◆ Dataset records
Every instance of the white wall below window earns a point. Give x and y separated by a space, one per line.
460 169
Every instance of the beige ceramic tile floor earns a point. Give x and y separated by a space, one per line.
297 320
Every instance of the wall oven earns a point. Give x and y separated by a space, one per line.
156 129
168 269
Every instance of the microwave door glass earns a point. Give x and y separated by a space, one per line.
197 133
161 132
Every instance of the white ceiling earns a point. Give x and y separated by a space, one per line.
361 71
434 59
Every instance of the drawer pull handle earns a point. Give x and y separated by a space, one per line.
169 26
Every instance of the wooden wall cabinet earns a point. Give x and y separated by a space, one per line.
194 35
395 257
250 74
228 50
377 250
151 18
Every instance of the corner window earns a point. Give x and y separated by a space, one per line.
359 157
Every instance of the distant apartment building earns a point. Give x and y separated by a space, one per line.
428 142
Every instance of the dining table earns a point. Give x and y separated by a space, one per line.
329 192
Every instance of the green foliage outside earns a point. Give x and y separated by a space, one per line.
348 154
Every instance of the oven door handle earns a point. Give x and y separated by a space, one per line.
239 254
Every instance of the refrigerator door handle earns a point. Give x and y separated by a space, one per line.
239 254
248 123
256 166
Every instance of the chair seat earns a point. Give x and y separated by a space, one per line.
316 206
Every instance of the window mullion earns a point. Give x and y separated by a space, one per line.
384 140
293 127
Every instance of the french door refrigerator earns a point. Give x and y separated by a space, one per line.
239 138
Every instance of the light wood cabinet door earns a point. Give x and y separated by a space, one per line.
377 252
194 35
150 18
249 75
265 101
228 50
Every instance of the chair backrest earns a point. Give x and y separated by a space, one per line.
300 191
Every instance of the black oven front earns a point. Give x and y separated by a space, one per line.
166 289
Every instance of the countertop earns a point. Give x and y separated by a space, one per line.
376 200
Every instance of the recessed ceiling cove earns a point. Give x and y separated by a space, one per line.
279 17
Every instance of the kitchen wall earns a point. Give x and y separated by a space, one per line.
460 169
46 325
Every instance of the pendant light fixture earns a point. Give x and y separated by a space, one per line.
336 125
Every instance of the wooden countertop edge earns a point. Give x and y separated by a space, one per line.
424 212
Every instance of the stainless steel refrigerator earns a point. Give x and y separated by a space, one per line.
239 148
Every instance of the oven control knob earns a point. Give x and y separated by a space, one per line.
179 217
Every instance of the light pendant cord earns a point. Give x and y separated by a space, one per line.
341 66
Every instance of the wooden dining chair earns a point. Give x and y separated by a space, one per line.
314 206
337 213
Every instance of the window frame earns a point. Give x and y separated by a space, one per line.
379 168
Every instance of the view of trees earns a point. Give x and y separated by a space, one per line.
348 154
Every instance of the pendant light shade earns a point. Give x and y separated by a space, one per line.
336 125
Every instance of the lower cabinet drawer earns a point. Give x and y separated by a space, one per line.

◆ Problem requirements
Return all of the data exactly as it reads.

◆ Reply
Every instance of the white wall below window earns a point. Give x and y separated by a space, one per line.
460 169
Every instance of the beige ceramic tile floor earns a point. Give x and y separated by a space, one per line.
297 320
Every instance of the wall oven earns a point. Give x and y separated by a space, one per line.
156 129
168 269
Every instance of the microwave door glass earns a point. Give x and y separated by a space, one per line.
197 133
161 132
Every instance of the white ceiling earns a point. Give x and y separated by a space, one per line.
361 71
434 59
Every instance of the drawer pull handle earns a point. Give x and y separated by a space, one per line.
169 26
Every instance of the wooden wall cabinet earns a point. Give x and y separated by a space, one per line.
194 35
395 257
250 74
228 50
377 250
151 18
Every instance of the corner window earns a point. Give x and y separated by a space, one per line.
359 157
Every instance of the distant apartment building earns a point. Give x and y separated by a space, one per line.
428 142
Every instance of the dining table earns a point. Give x and y separated by a space, one per line.
329 192
Every instance of the green foliage outside earns a point. Give x and y separated by a space, one per line.
348 154
Every instance of the oven door handle earns a point. Give x and y separated by a space, one per line.
239 254
Every instance of the refrigerator door handle earns a point. Give x and y separated by a space, one per line.
239 254
248 123
256 166
Every instance of the chair seat earns a point. Give x and y separated by a space, one per line.
316 206
Every instance of the window mullion earns a point. Give x and y separated by a space, one per line.
384 140
293 127
Every instance of the french door refrigerator earns a point. Give x and y separated by a space, one per line.
239 138
Every instance of the light wood cabinet door earns a point. Give x and y separated by a space, one per line.
377 252
194 35
150 18
249 75
265 101
228 50
Every instance of the chair backrest earns a point. Give x and y separated by a space, one per line.
300 191
Every instance of the black oven front earns a point. Give x and y separated by a space, one per line.
166 289
Every instance of the countertop earns a point. Give x and y separated by a space, one per line.
376 200
Every instance of the recessed ceiling cove earns a point. Give x and y separated by a space, one per line.
279 17
Every instance of the kitchen wall earns a point. Give x and y separated by a space, one per line.
460 169
46 325
Every instance of the pendant light fixture earns a point. Give x and y separated by a space, one per line.
336 125
Every instance of the wooden countertop edge earns a point. Give x and y separated by a space, one per line.
424 212
Every instance of the stainless steel refrigerator earns a point. Give x and y separated by a space, one per line.
239 148
Every instance of the oven control knob earns a point. Give x and y separated by a space, one per line.
179 217
Every instance of the light pendant cord earns a point. Give x and y separated by a space, one per line.
341 66
Every instance of the wooden dining chair earns a point. Give x and y separated by a space, one per line.
314 206
337 213
Every instance of the window frame earns a point. Give x and y separated by a space, one per line.
379 168
Every instance of the view of trees earns a point. Give x and y separated by a space, one per line.
348 154
Every instance of the pendant light shade earns a point. Give x and y separated by a space, one per line.
336 125
Every instance of the lower cabinet drawer earns a point. Give x and y separated by a space, one per line.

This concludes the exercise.